Data below:

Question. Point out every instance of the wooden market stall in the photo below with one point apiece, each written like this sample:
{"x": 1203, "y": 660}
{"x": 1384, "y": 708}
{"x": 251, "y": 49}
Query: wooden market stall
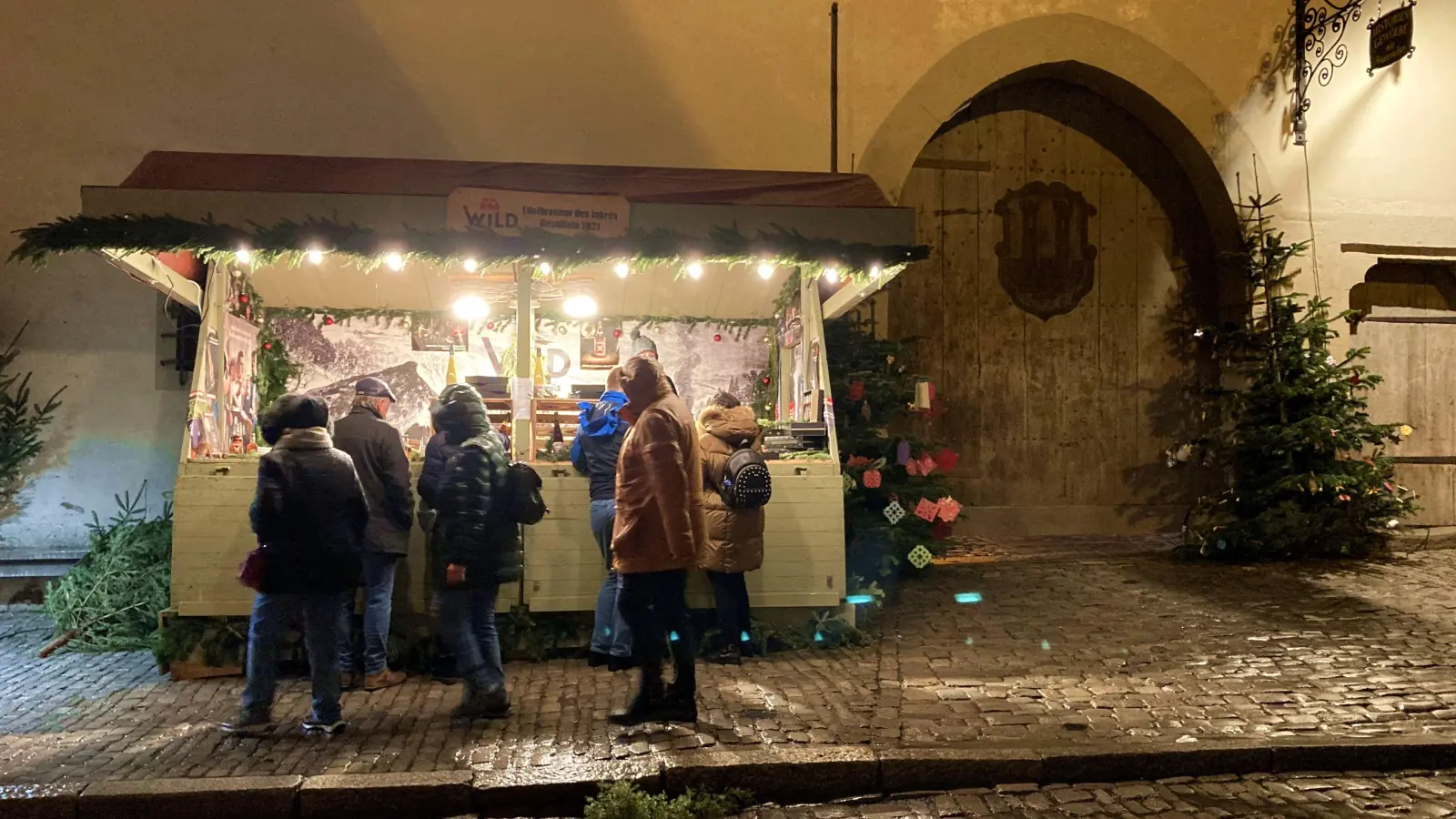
{"x": 528, "y": 280}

End of Data.

Every entry must be reproduced exactly, with the images left out.

Answer space →
Question. Point out every instance of the wooden market stall in the photo below with one point apiece, each written like this sample:
{"x": 1203, "y": 660}
{"x": 1384, "y": 708}
{"x": 251, "y": 49}
Query: wooden market stall
{"x": 528, "y": 280}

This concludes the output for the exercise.